-------- PROVIDED MATERIAL --------

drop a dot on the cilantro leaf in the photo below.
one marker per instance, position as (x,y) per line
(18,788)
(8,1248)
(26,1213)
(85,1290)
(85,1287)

--------

### EXERCISE
Put every line of the entries above into a Markdown table, skipping blank lines. Use two columns headed "Row" for the row number and "Line" for the line itself.

### WRITTEN REPLY
| Row | Line |
|---|---|
| 1 | drop a dot on the cilantro leaf in the photo below. |
| 2 | one marker per instance, position as (x,y) per line |
| 3 | (18,788) |
| 4 | (8,1248) |
| 5 | (26,1213) |
| 6 | (85,1290) |
| 7 | (85,1287) |